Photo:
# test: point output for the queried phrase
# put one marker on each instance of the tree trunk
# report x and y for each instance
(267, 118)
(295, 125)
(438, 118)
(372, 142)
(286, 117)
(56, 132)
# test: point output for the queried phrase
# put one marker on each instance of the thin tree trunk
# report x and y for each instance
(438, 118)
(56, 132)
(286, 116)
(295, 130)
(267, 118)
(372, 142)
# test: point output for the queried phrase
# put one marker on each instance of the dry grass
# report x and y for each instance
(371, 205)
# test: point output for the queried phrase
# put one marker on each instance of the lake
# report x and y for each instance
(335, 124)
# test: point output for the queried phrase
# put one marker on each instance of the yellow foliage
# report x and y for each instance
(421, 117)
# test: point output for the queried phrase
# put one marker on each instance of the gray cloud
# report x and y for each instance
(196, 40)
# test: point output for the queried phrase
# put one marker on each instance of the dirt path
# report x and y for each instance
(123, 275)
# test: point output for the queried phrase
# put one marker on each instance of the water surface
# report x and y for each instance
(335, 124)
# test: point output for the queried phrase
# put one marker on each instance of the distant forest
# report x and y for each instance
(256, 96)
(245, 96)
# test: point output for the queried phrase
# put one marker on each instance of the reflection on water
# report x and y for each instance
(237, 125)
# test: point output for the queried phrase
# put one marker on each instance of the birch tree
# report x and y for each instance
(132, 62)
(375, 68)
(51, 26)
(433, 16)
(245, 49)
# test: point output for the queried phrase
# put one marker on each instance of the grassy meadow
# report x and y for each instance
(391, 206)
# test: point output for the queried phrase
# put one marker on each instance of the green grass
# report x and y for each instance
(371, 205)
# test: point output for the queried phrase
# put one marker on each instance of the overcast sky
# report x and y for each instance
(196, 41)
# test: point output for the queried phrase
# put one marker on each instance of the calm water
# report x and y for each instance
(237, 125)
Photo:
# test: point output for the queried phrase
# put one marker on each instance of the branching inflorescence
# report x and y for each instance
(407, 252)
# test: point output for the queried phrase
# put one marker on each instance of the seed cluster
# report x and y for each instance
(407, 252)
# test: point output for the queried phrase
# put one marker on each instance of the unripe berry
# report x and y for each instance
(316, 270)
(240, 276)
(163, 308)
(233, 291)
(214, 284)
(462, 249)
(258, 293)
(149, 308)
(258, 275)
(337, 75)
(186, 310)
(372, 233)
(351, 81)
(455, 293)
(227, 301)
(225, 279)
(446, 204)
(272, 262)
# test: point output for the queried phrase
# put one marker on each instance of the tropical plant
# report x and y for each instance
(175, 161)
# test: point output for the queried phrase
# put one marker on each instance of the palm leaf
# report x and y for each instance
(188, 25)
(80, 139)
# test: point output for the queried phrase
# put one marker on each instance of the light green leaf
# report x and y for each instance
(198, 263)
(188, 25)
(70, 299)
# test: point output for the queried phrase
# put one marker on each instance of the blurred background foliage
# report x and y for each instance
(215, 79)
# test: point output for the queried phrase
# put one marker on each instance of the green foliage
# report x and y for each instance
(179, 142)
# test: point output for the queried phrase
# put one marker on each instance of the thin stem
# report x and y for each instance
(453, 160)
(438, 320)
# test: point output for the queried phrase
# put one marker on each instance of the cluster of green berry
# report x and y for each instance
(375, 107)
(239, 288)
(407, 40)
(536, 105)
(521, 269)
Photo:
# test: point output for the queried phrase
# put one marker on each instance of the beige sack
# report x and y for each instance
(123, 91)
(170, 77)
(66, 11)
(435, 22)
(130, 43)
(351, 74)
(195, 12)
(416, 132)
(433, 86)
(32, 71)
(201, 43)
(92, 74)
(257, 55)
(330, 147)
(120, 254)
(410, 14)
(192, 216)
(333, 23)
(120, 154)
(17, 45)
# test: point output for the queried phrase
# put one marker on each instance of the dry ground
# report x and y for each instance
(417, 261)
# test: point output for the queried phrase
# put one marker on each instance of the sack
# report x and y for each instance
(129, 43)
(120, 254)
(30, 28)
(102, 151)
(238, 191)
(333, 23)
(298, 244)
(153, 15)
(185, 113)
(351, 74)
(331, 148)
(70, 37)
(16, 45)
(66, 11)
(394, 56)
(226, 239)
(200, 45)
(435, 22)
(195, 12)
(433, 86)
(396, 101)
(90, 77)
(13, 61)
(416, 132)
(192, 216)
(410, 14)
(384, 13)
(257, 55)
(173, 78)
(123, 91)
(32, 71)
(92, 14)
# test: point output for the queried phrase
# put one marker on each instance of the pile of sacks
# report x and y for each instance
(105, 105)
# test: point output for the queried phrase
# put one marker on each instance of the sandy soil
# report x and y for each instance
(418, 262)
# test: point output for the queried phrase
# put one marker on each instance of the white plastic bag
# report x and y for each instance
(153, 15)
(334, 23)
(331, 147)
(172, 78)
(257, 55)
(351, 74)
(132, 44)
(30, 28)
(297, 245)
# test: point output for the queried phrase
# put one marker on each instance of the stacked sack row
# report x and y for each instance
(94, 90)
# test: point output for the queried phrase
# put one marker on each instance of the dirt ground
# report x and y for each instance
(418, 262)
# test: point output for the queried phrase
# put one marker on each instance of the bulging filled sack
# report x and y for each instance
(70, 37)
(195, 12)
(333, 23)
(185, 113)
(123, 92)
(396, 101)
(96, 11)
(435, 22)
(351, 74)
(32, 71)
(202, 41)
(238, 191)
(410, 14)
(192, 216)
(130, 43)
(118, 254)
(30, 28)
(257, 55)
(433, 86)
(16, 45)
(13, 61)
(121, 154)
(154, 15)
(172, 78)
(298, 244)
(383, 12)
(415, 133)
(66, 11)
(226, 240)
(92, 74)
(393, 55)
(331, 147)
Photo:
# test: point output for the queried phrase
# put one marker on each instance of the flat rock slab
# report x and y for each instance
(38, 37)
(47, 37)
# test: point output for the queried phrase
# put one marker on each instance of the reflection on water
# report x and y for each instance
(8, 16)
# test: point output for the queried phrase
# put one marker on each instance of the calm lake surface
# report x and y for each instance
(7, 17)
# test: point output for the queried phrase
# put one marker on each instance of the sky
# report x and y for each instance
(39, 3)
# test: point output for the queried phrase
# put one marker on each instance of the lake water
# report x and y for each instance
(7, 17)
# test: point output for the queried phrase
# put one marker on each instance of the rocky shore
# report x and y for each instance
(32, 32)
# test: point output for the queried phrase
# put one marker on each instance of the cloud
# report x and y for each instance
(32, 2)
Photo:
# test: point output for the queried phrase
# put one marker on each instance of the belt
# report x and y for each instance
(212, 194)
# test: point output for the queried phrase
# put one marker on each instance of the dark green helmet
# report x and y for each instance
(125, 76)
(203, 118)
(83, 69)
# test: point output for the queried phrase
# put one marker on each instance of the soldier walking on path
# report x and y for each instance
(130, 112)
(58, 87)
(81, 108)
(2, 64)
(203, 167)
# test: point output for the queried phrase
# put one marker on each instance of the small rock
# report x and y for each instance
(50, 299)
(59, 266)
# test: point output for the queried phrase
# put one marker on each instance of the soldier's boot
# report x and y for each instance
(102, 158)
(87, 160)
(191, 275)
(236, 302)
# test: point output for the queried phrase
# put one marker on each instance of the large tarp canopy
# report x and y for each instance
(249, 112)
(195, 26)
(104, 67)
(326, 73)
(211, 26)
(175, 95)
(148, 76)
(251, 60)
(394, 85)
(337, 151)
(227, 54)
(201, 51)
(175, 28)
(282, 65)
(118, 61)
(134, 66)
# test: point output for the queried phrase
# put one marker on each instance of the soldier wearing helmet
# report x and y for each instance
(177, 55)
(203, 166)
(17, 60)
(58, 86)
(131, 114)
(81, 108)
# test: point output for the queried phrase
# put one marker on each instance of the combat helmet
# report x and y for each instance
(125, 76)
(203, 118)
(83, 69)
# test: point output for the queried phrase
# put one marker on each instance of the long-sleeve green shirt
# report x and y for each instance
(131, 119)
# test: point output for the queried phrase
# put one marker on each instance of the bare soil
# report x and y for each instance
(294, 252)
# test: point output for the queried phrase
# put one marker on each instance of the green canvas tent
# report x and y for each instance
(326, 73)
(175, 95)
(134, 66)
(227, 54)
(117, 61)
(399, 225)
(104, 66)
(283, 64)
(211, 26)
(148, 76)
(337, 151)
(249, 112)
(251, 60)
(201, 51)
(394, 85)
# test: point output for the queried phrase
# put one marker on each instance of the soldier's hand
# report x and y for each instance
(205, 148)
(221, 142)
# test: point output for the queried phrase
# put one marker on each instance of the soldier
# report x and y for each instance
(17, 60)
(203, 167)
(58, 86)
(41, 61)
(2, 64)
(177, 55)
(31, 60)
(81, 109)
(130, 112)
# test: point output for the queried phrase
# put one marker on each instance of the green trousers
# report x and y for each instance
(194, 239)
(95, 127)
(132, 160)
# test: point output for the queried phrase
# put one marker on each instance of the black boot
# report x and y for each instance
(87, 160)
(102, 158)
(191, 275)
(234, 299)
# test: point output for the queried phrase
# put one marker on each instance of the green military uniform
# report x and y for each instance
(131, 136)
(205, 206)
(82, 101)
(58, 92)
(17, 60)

========

• [The exercise] Report how many lines in the records above contain the string "tree", matching case exactly. Give only the number.

• [Solved problem] 3